[Opening Material provided section]
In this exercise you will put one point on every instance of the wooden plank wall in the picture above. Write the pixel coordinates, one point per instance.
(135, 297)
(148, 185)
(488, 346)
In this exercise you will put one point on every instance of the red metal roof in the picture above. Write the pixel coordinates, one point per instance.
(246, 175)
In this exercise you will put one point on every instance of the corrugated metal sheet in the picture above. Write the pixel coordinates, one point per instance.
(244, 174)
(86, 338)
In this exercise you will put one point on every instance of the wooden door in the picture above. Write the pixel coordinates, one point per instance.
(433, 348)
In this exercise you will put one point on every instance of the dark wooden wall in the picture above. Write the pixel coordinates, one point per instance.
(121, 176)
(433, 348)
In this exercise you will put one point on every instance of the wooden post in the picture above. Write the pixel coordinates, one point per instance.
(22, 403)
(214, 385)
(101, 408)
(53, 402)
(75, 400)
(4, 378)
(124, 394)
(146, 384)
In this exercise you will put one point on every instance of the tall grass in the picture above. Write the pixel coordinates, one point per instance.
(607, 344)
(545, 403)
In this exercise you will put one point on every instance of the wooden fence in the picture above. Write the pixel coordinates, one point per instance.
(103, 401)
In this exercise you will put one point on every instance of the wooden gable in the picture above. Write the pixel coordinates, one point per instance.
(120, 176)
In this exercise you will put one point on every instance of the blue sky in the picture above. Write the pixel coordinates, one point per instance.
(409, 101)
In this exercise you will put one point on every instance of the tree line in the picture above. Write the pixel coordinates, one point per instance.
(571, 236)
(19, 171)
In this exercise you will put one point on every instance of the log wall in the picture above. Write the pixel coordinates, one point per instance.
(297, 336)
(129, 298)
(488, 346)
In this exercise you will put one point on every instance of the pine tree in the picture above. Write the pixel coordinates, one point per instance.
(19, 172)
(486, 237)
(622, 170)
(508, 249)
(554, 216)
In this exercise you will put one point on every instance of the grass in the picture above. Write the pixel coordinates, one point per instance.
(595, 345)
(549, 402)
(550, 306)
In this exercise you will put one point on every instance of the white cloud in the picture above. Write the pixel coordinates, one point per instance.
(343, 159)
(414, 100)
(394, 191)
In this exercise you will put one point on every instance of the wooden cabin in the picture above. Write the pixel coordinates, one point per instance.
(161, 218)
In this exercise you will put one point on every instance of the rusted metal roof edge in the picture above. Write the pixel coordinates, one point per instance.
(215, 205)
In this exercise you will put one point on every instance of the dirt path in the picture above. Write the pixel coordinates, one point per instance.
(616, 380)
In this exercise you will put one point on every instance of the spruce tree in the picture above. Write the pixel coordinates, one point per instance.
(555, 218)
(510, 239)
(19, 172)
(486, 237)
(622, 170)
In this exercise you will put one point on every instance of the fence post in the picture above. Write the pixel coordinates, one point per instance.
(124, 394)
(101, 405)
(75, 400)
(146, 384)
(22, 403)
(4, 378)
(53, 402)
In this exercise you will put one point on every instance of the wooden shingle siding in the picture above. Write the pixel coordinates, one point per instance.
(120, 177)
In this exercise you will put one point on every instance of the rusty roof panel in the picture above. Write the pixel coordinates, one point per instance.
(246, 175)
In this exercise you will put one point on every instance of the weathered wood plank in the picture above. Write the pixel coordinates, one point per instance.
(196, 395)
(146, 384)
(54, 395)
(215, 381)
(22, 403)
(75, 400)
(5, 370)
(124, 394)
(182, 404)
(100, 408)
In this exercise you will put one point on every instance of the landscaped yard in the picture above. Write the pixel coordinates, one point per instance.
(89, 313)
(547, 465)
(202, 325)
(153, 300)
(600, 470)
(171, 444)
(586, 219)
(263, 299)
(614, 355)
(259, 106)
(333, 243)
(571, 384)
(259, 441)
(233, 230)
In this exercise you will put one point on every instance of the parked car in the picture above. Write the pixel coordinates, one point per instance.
[Closing Material provided section]
Whatever appears in the records must be returned exactly.

> [Answer to this problem]
In this exercise you will put one point on every instance of the wooden plank wall in the picture above. Write the pixel coordinates, one point per instance.
(135, 297)
(148, 185)
(488, 346)
In this exercise you will put one point on every instance of the red metal roof in the picture above. Write the pixel coordinates, one point per instance.
(246, 175)
In this exercise you will put one point on every instance of the corrugated metal sheet in the picture above. Write the pixel coordinates, one point per instance.
(244, 174)
(86, 338)
In this exercise you will put one point on every instance of the wooden door in the picture above. Write the pixel coordinates, one point per instance.
(433, 348)
In this exercise you will put one point on every instance of the dark wooden wall in the picture above. Write the pixel coordinates, one point per instance.
(121, 176)
(433, 348)
In this exercise you will put one point on every instance of the wooden post in the picture above. Write the pixel coordinates, one point per instance.
(22, 403)
(214, 385)
(101, 408)
(53, 402)
(75, 400)
(4, 378)
(124, 394)
(146, 384)
In this exercise you will put one point on every instance of the tall grass in the picture above. Write the pixel coordinates, one point per instance.
(607, 344)
(545, 403)
In this exercise you will put one point on every instance of the wooden fence in the picture above. Write the pixel coordinates, one point per instance.
(103, 401)
In this exercise you will put one point on every instance of the wooden gable in the picture above. Write the pixel coordinates, one point per instance.
(120, 176)
In this exercise you will put one point on every instance of the blue sky in the picture above. Write the pixel coordinates, one point per instance.
(409, 101)
In this exercise you will put one point on every instance of the tree line in the picture above. Write the pixel coordinates, one point per instance.
(571, 236)
(19, 171)
In this exercise you will put one point on every instance of the log wall in the picture above. Write the pixel coordinates, one point per instance.
(297, 336)
(129, 298)
(488, 346)
In this exercise you will put one point on every instance of the pine tree in the picture above. Write the pixel coordinates, one point per instance.
(19, 172)
(486, 237)
(622, 170)
(508, 249)
(554, 216)
In this exercise you will put one point on every instance of the grass in the picture above. Write the pixel coordinates, one point per instance.
(595, 345)
(549, 402)
(550, 306)
In this exercise you will put one point on every instance of the white cloud in the picture above. Write the pixel coordinates, one point per instance.
(343, 159)
(414, 100)
(394, 191)
In this exercise you will put one point on every instance of the wooden cabin in the picture above. Write the pixel coordinates, one point per instance.
(161, 218)
In this exercise you will put one point on every instance of the rusted metal roof edge in the picture above. Write the pixel coordinates, one point per instance.
(215, 205)
In this exercise you will put one point on every instance of the dirt path in the picture above. Write the pixel coordinates, one point per instance.
(616, 380)
In this exercise you will put one point on every instance of the spruce tree in the picture above. Write the pixel coordinates, one point per instance.
(555, 218)
(510, 239)
(19, 172)
(486, 237)
(622, 170)
In this exercise you will put one point on every instance of the fence post in the picture above. Write the pixel coordinates, one point per instance.
(124, 394)
(101, 405)
(75, 400)
(146, 384)
(22, 403)
(4, 378)
(53, 402)
In this exercise you will put one point on every instance of the wooden shingle siding in the picture above. Write the pixel coordinates, one point per instance.
(120, 177)
In this exercise you will put one point on every instance of the rusty roof panel in the picture above. Write the pixel coordinates, one point per instance.
(246, 175)
In this exercise you will put one point on every instance of the weathered wood plank in the picture above. Write the pixel coordinates, one point per instance.
(196, 395)
(146, 384)
(54, 395)
(215, 381)
(22, 403)
(75, 400)
(5, 370)
(124, 394)
(182, 404)
(100, 408)
In this exercise you will put one point on every instance of the landscaped yard in the picture above. Write the pixel coordinates, one point per instance.
(89, 313)
(547, 465)
(202, 325)
(153, 300)
(600, 470)
(171, 444)
(586, 219)
(263, 299)
(614, 355)
(259, 106)
(333, 243)
(571, 384)
(259, 441)
(233, 230)
In this exercise you will put one point on every instance of the parked car in the picture above. Write the pixel coordinates, one point per instance.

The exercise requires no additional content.